START PROVIDED DATA

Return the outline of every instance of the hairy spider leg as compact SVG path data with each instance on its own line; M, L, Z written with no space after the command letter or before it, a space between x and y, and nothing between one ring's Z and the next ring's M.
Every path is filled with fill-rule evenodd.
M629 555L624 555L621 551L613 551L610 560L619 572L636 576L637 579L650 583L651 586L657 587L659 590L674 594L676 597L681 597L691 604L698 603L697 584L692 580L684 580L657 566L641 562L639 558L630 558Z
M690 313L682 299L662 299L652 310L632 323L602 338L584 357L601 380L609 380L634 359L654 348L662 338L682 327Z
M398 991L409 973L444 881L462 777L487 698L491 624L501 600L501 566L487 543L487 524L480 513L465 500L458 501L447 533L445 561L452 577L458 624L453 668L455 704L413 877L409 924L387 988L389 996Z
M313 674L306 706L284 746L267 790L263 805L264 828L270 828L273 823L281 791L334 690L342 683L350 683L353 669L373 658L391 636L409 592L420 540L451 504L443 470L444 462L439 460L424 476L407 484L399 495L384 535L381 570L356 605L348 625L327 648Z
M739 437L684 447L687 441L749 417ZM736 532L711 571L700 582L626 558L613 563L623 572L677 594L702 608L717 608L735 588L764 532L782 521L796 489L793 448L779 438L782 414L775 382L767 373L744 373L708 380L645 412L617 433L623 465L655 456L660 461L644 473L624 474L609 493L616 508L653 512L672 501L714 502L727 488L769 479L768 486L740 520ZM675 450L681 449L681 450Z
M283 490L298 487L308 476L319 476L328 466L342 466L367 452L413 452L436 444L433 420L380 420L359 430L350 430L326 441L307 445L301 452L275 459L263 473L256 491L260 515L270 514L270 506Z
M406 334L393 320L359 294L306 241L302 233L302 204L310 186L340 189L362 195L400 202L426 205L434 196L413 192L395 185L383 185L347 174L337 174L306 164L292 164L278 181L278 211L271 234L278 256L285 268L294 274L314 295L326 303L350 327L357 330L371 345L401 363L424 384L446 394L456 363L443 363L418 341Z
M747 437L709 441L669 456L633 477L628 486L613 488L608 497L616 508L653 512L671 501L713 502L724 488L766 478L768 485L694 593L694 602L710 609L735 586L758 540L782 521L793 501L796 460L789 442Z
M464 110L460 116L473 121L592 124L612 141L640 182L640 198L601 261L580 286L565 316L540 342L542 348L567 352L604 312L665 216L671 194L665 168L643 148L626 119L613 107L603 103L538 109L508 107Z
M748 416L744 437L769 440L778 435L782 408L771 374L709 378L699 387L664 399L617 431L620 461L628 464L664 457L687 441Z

END PROVIDED DATA

_TASK DIRECTIONS_. Reproduce each line from the listing above that includes the word "with".

_ANSWER BOX_.
Return the outline of every instance of the hairy spider leg as compact SVG path data with each instance on its own line; M, L, Z written with no space after the command letter or before it, a space between x and y, and nothing between one ring's Z and the next ring's M.
Every path is filled with fill-rule evenodd.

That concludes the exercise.